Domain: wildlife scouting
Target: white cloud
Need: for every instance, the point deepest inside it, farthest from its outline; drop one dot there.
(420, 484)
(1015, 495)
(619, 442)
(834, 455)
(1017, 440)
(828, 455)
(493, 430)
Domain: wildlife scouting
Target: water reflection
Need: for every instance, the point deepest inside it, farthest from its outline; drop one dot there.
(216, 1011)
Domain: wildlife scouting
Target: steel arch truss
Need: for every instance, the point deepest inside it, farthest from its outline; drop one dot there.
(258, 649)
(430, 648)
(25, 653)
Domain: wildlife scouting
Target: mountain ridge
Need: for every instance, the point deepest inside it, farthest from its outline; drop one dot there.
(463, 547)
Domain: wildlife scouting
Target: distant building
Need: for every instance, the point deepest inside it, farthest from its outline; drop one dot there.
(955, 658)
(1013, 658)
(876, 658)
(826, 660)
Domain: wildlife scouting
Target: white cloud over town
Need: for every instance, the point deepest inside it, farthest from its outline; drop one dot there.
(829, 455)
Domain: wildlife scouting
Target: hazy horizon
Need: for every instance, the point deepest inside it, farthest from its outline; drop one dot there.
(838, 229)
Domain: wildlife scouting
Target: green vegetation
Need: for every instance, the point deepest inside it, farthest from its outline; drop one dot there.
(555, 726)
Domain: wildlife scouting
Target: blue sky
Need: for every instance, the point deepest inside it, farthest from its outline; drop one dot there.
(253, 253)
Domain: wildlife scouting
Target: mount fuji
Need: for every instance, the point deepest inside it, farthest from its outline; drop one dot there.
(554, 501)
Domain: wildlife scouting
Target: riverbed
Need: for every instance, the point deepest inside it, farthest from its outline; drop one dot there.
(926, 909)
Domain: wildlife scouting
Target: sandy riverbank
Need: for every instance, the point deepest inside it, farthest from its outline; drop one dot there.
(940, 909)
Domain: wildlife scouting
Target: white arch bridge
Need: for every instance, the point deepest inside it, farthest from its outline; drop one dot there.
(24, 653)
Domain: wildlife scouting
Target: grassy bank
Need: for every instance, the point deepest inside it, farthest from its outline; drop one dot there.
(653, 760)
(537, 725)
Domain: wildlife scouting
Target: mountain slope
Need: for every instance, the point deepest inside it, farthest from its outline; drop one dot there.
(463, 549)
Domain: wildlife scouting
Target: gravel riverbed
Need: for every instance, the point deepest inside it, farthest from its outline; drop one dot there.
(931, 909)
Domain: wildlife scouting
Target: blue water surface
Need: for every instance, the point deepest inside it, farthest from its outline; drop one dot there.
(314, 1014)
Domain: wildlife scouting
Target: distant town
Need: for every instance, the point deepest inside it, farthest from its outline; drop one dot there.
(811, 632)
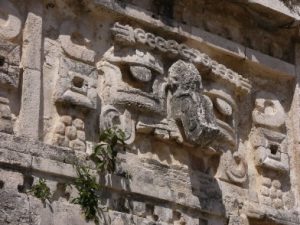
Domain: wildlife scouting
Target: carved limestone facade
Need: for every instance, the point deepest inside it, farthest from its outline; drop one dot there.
(206, 92)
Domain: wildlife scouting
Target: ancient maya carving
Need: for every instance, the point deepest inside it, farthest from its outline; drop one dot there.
(137, 80)
(208, 102)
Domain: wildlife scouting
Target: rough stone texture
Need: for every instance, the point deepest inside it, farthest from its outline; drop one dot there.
(207, 93)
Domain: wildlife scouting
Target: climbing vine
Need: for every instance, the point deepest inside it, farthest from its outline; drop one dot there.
(104, 156)
(87, 188)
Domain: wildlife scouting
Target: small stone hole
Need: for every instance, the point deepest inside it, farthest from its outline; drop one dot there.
(2, 60)
(1, 184)
(78, 82)
(274, 149)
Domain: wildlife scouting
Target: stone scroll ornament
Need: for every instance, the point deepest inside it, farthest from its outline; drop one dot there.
(168, 102)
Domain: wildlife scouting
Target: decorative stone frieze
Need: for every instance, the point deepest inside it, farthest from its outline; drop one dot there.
(208, 103)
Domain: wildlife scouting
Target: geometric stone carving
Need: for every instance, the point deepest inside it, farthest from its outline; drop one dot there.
(233, 168)
(127, 35)
(188, 106)
(111, 118)
(70, 132)
(268, 111)
(271, 193)
(225, 110)
(10, 27)
(134, 81)
(270, 150)
(237, 170)
(5, 116)
(74, 43)
(134, 94)
(9, 64)
(76, 84)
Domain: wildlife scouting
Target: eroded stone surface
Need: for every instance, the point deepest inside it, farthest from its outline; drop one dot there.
(211, 137)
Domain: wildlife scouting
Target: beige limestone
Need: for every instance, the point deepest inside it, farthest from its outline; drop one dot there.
(206, 92)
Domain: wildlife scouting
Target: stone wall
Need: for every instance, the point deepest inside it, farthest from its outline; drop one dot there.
(207, 93)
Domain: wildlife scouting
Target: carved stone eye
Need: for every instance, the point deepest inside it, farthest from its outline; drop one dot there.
(223, 107)
(141, 73)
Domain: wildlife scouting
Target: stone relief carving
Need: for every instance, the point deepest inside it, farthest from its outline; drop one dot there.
(237, 171)
(270, 150)
(268, 111)
(233, 168)
(74, 42)
(271, 193)
(127, 35)
(76, 84)
(9, 64)
(188, 106)
(9, 61)
(135, 78)
(70, 132)
(225, 110)
(111, 117)
(75, 87)
(11, 27)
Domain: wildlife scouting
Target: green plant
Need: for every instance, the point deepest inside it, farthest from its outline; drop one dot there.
(87, 187)
(104, 157)
(105, 152)
(41, 190)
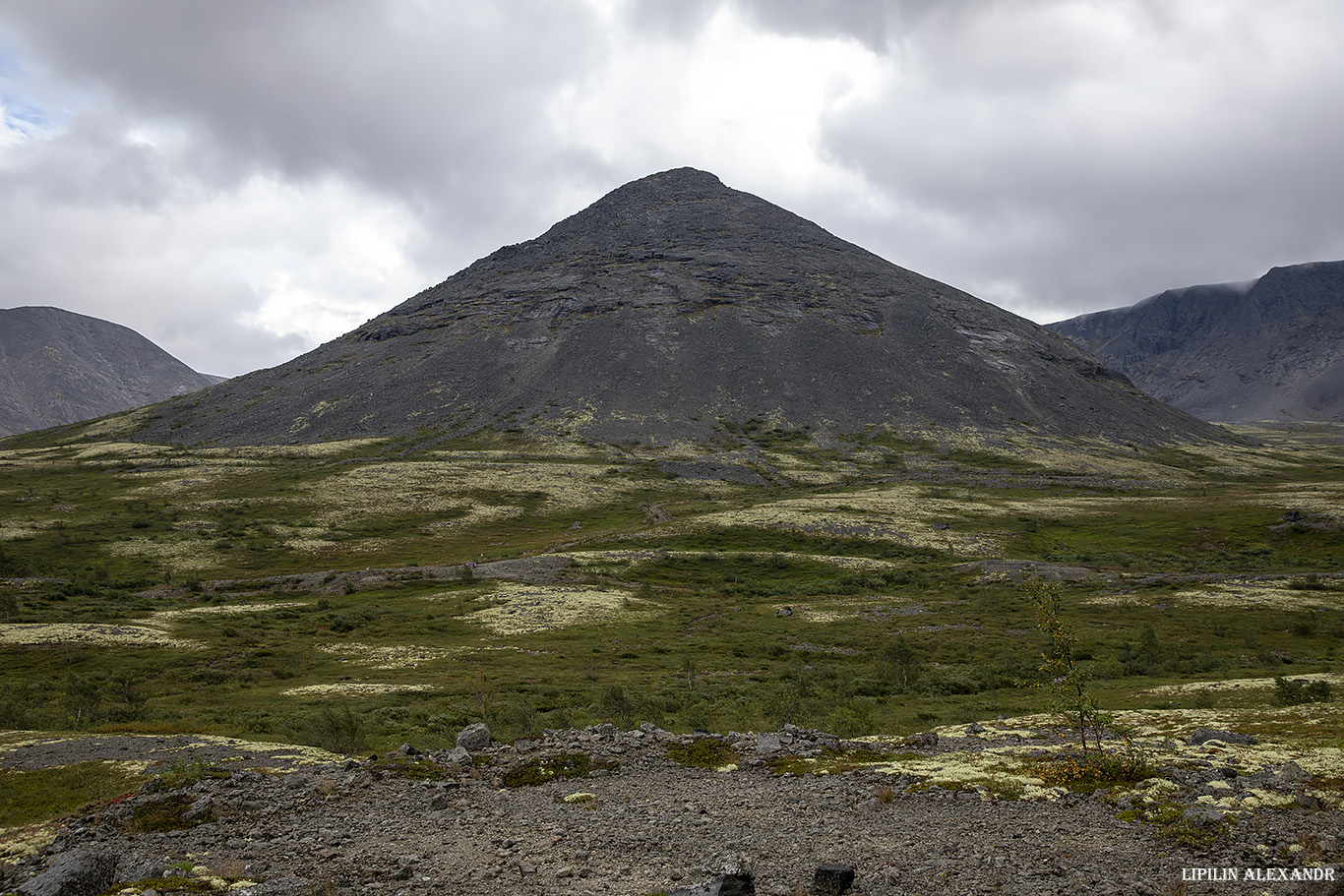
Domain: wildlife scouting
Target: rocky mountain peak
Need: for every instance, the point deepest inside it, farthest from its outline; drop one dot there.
(59, 367)
(679, 309)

Problem description: Give every line above again exactly, with no pictures.

The result:
Domain: wildlife scouting
Target: white cloud
Need: for every instance, the point deepest inside it, farthest from its outline; drop one dot there.
(420, 484)
(1015, 495)
(619, 442)
(834, 455)
(1017, 440)
(828, 455)
(493, 430)
Domain: wildlife scouting
Target: water reflection
Need: for every instance, the point deepest inside it, farthest from its outline; drop one dot there.
(216, 1011)
Domain: wildlife scouting
Target: steel arch truss
Need: for every instance, the point deepest inside it, farthest from its outline; drop one dot there.
(258, 649)
(430, 648)
(25, 653)
Domain: wildlife scouting
Target: mountain ridge
Need: for every instance, the point deepest inside it, farthest from its outline; drop one dot there.
(463, 547)
Domain: wildlife scouting
Target: distant building
Need: for every instance, the point deepest inside it, farthest from its outline; drop one dot there.
(955, 658)
(1013, 658)
(876, 658)
(826, 660)
Domain: wildlife scouting
Target: white cloud over town
Need: for every instance, the point deepest inside it, farthest from its outline; drop one dot there.
(829, 455)
Domain: wildlife scouting
Target: hazy horizon
Need: for every instance, the point deepest inside it, farthest from its outline; drop one dot there.
(838, 229)
Domain: wildlife scouting
Target: green vegetation
Need: for every instance, the point deepest inside it, farthest from its outline; drop one dot there.
(555, 726)
Domain: wildlife scouting
Target: blue sky
Need: for every instance, the point deepest inside it, farthest from its outline; drop one dot there.
(253, 253)
Domain: wildlife scouting
Target: mount fuji
Need: for every instance, the point deepest inside it, farthest from its outline; drop one dot there.
(554, 501)
Domain: wildlife scouting
Target: riverbed
Need: for every instance, the point deepest inside it, farthest from its outline; drop one dot there.
(926, 909)
Domain: wildlife scouting
Target: sandy riverbank
Need: for every instance, the point deepest inside it, farthest from its outline; drop one dot there.
(940, 909)
Domain: wildlife scouting
Target: white arch bridge
Need: for every instance, the point deepest inside it, farthest from its outline; drop one dot there.
(24, 653)
Domain: wildlife scouting
Target: grassy bank
Need: for every instance, the point deepest inside it, farthest from its outline; drop one dot there.
(653, 760)
(537, 725)
Domain: wildlife scouting
Target: mountain slope
Need: for every instance, the point deepest inside it, farthest from its outline; drop one dot there.
(463, 549)
Domain: wildlife scouting
Target: gravel riverbed
Need: for every instance, the point deepest inside it, farthest from its outline; drop one dot there.
(931, 909)
Domain: wildlife scouting
Target: blue water surface
Need: for every instance, the point deepest inside it, farthest from its outline; drop one dot there.
(314, 1014)
Domain: wildlife scouting
Target: distant town
Need: for every instance, the point deepest inside it, farthest from its outline; drop one dot there.
(811, 632)
Domain: wildlife scouting
Target: carved limestone facade
Need: for every instance, the point deepest inside it, farthest from its outline; drop one dot there.
(206, 92)
Domain: wildlife scouting
Target: ancient maya carving
Need: for every instance, the point deepest inside it, farthest from its outline; drop one dot there.
(137, 80)
(208, 102)
Domain: wildlife scouting
Target: rough stone texture
Need: for every instance, the point deepest inside it, farthest from its outline; drop one dot there.
(207, 93)
Domain: wildlife scouting
Target: climbing vine
Need: for every instance, the point deepest inside it, farthest from its outline; drop one dot there.
(104, 156)
(87, 188)
Domain: wildlife scouting
Target: small stone hole
Need: for every instance, the point deepest inside it, farthest from its outline; drop one dot there.
(2, 60)
(1, 184)
(78, 82)
(274, 149)
Domain: wildlife scouting
Target: stone scroll ornament
Need: for every instance, the point deepest inside it, farthest from its outline; drop one dot there.
(168, 102)
Domain: wildlife scouting
Target: decorative stone frieze
Need: for every instance, the point deepest inside it, farthest from its outline; drop one dot there.
(208, 103)
Domain: wildlife scouting
Target: geometric stone carving
Need: for every instance, the point deepest inside it, farthest from its outline; drop one dot there.
(233, 168)
(127, 35)
(188, 106)
(111, 118)
(70, 132)
(268, 111)
(271, 193)
(225, 110)
(10, 27)
(134, 81)
(270, 150)
(237, 170)
(5, 116)
(74, 43)
(134, 94)
(9, 64)
(76, 84)
Domain: wildlife scouting
Target: eroded stone surface
Need: for every instance, the point deepest inside it, farthest from its outline; drop one dot there.
(211, 137)
Domain: wildlife scouting
Target: beige limestone
Need: for every instance, the point deepest inside it, farthest from its outline; drop one dot there.
(206, 92)
Domain: wildlife scouting
Target: stone wall
Need: for every instance, the point deepest inside it, farthest from its outline; drop one dot there.
(207, 93)
Domain: wildlife scouting
Target: carved stone eye
Need: for every instance, the point deepest inside it, farthest from its outline; drop one dot there.
(223, 107)
(141, 73)
Domain: wildlife scouting
Target: stone relief carving
Need: for every instance, the point deepest inside it, farthest from its outline; drop one dot there.
(237, 171)
(270, 150)
(268, 111)
(233, 168)
(74, 42)
(271, 193)
(127, 35)
(76, 84)
(9, 64)
(188, 106)
(9, 61)
(135, 78)
(70, 132)
(225, 110)
(111, 117)
(75, 87)
(11, 27)
Domain: wildlife scouting
Target: green plant
Need: for every instance, the point deepest inside it, farthest from its outline; drop one dot there.
(87, 187)
(104, 157)
(105, 152)
(41, 190)
Domain: wildlife scouting
Target: rocky mountain peak
Need: for every instance, the point deepest inside it, farthest from its outline; drop one dot there.
(59, 367)
(679, 309)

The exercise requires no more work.